» What you are asked to do
Would you please return all of the entries below exactly as shown?

» Supplied data
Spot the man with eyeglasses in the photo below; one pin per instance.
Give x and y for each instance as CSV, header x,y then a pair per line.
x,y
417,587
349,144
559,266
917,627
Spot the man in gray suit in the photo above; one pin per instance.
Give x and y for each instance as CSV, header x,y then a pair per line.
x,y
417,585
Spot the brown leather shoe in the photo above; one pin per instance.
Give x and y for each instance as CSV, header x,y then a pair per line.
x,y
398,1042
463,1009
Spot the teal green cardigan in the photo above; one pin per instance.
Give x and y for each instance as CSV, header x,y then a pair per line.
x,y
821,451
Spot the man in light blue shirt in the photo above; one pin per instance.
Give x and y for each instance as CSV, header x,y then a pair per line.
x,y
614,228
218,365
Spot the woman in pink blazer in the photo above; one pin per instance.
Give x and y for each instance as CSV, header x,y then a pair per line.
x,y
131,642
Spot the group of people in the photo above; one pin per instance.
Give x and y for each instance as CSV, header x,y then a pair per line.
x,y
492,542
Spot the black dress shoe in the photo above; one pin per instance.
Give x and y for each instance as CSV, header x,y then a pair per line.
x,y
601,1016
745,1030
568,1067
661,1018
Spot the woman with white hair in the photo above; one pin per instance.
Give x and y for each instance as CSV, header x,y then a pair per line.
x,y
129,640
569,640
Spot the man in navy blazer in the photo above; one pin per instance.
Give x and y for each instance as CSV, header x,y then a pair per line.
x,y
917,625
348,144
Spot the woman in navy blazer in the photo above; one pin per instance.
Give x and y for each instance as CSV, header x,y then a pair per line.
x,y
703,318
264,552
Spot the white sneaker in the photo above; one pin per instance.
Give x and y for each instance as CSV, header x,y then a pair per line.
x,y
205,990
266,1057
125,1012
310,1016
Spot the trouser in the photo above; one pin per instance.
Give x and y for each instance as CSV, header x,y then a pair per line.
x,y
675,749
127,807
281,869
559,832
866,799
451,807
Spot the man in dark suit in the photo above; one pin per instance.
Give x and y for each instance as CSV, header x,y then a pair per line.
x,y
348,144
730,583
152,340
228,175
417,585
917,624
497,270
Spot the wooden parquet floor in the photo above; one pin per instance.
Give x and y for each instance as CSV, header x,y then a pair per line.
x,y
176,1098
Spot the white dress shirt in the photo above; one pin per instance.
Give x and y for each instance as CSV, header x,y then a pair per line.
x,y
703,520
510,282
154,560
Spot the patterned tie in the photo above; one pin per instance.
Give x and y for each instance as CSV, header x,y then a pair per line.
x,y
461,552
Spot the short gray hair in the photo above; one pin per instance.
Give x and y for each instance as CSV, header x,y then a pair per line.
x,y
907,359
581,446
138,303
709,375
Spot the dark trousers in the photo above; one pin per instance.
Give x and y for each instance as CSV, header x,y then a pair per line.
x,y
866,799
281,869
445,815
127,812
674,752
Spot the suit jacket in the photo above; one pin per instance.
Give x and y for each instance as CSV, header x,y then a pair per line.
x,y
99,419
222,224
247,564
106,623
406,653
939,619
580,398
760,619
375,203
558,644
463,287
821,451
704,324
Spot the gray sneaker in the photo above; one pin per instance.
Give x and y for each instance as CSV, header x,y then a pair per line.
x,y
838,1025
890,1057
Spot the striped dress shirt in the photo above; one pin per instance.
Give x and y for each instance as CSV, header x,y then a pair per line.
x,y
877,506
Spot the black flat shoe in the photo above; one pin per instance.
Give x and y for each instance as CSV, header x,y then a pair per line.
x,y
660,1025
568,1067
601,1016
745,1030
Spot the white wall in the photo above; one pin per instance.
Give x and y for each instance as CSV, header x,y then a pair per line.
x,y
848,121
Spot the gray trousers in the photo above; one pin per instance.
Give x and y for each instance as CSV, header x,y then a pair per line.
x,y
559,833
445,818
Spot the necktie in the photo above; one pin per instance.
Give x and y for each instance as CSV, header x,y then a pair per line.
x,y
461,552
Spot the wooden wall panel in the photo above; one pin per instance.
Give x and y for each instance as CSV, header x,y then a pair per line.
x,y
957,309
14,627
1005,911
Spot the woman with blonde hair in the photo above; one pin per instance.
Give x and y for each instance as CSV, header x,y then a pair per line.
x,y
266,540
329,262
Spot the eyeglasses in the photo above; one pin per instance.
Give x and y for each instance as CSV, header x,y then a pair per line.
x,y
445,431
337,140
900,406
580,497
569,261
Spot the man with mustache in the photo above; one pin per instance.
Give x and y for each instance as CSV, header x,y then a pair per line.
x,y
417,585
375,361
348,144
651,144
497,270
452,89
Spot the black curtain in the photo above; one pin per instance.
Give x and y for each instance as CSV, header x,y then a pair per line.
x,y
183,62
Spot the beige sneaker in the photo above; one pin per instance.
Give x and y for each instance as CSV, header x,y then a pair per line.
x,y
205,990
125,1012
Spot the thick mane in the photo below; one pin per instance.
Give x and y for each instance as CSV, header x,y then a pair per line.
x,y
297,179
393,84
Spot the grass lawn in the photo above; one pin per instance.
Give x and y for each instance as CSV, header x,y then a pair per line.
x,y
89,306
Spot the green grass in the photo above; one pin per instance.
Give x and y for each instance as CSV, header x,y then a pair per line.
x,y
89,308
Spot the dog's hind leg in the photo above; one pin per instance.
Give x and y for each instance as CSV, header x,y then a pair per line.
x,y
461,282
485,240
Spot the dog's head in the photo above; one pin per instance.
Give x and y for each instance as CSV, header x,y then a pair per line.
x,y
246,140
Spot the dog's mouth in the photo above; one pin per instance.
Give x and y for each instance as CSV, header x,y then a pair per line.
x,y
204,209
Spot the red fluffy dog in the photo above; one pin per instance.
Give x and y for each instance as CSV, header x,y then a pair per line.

» Answer box
Spot the man with eyeglasses in the photo below; one pin per instance.
Give x and y for each instance as CSV, header x,y then a pair per line.
x,y
417,587
349,144
559,266
917,627
Spot the man in gray suit in the photo above; one pin per instance.
Give x and y for each instance as CSV, header x,y then a pair per line.
x,y
417,585
Spot the brown leather shoe in the photo above; one pin per instance.
Give x and y for each instance as CSV, header x,y then a pair per line.
x,y
398,1042
463,1009
Spot the teal green cardigan in the photo above; one pin per instance.
Give x and y for each instance as CSV, header x,y then a pair per line.
x,y
821,451
Spot the man in light blue shirt in the photo above; one pin per instance.
Give x and y for each instance as CSV, header x,y then a pair per line.
x,y
614,228
218,365
Spot the woman in pink blazer in the photo above; one pin per instance.
Give x and y for each instance as CSV, header x,y then a pair per line.
x,y
131,642
Spot the group of people in the photo above; one pin per instance.
Give x and y for each instance as CSV, header x,y then a pair per line.
x,y
492,542
Spot the black dress shoe in the photo above; one pin per instance.
Give x and y for each instance as CSV, header x,y then a pair per line.
x,y
601,1016
745,1030
568,1067
661,1018
Spot the woman with white hair in the photo above; one pin per instance.
Give x and y for each instance as CSV, header x,y then a pair per line.
x,y
129,640
569,640
Spot the man in navy blazer in the photo above; one pin per instance.
Give x and y for each instance as CSV, header x,y then a pair per line.
x,y
917,625
348,144
Spot the woman in navy blazer in the photo above; one pin per instance.
Give x and y for each instance as CSV, header x,y then a pair per line.
x,y
703,318
264,552
Spot the white sneaker in the photo above; one pin per instance.
Give x and y for each instance as CSV, header x,y then a pair per line.
x,y
205,990
266,1057
125,1012
310,1016
Spot the trouser in the photo above; one pin per instance.
Give x and y for each instance as CSV, header x,y then a pair per line.
x,y
675,749
127,807
281,869
559,832
866,799
451,807
Spot the man in dark suit in the photo above; one pin per instance.
Give x and y for each instance as CSV, header x,y then a pair per line.
x,y
348,144
730,583
152,340
228,175
417,585
917,624
497,270
Spot the wooden parquet floor in the photo above; one pin per instance.
Give x and y for each instance as CSV, header x,y then a pair per line.
x,y
176,1098
Spot the white dress shirt in the photo above; one pin per instance.
Give x and y for each instance as CSV, header x,y then a pair per line.
x,y
703,520
510,282
154,560
Spot the patterned tie in the photo above; one pin per instance.
Give x and y for each instance as CSV, header x,y then a pair per line.
x,y
461,552
Spot the short gray hair in the photo above; one pin per instance.
Give x and y for each instance as CSV, header x,y then a pair per line.
x,y
907,359
581,446
138,303
709,375
Spot the dark trousers in the photo above; one pin per instance.
Give x and y for each instance as CSV, header x,y then a pair per line.
x,y
866,799
281,869
445,815
127,812
674,752
Spot the suit jacket in the photo above; one pin per instance.
Give x and y for each instance as CSV, header x,y then a pair per line.
x,y
99,419
222,224
247,564
106,623
406,653
939,619
580,398
760,619
375,203
558,644
463,287
821,451
704,324
Spot the gray sneaker in the photo above; one pin per instance.
Give x and y for each instance as CSV, header x,y then a pair per line.
x,y
838,1025
890,1057
Spot the striped dress shirt in the photo above; one pin per instance.
Give x and y for each instance as CSV, header x,y then a pair per line.
x,y
877,506
Spot the black flat shoe in the photo above; one pin per instance.
Give x and y for each instance as CSV, header x,y then a pair per line.
x,y
660,1025
568,1067
601,1016
745,1030
Spot the white wall in the photo above; one pin per instance.
Give x and y for each instance as CSV, header x,y then a pair per line.
x,y
848,121
Spot the gray trousers in the photo above; one pin per instance.
Give x and y for each instance as CSV, header x,y then a pair per line.
x,y
559,833
445,818
Spot the necktie in the photo above; one pin per instance.
Give x and y for each instance as CSV, header x,y then a pair per line.
x,y
461,552
Spot the wooden wall panel in the photo above; one pin per instance.
Give x and y for each instance as CSV, header x,y then a pair per line.
x,y
957,309
14,627
1005,911
Spot the woman with blonde hair in the photo above; one pin per instance.
Give x and y for each instance as CSV, header x,y then a pair per line.
x,y
266,540
329,262
Spot the eyeglasses in the photo above; one pin per instance.
Give x and y for each instance as CSV, header x,y then a pair per line.
x,y
445,431
337,140
900,406
580,497
569,261
Spot the man with mustache in the photo above; one pin per instance.
Give x and y for each instance as CSV, header x,y then a pair per line.
x,y
417,585
375,361
348,144
651,144
497,270
452,89
Spot the black curtain in the photo above; one pin per instance.
Give x and y for each instance as CSV, header x,y then a pair per line.
x,y
183,62
Spot the beige sneaker in the photo above; one pin per instance.
Give x and y for each instance as CSV, header x,y then a pair per line.
x,y
205,990
125,1012
Spot the thick mane in the photo below; one pin per instance.
Give x and y for each instance as CSV, header x,y then a pair per line.
x,y
297,179
393,84
Spot the grass lawn in the photo above; one pin per instance.
Give x and y for each instance as CSV, header x,y then a pair per line.
x,y
89,306
Spot the green grass in the photo above; one pin per instance.
Give x and y for each instance as CSV, header x,y then a pair per line.
x,y
89,308
Spot the dog's hind leg in the photo above; one pin per instance.
Give x and y for each instance as CSV, header x,y then a pair per line.
x,y
461,282
485,240
Spot the dog's head in the photo above; one pin per instance.
Give x and y for each instance as CSV, header x,y then a pair per line.
x,y
246,140
Spot the dog's mouth in the photo above; one pin per instance.
Give x and y for each instance as CSV, header x,y then a pair per line.
x,y
204,209
Spot the red fluffy dog in the photo above; one pin per instance.
Give x and y for each instance as CSV, header x,y then a pair per line.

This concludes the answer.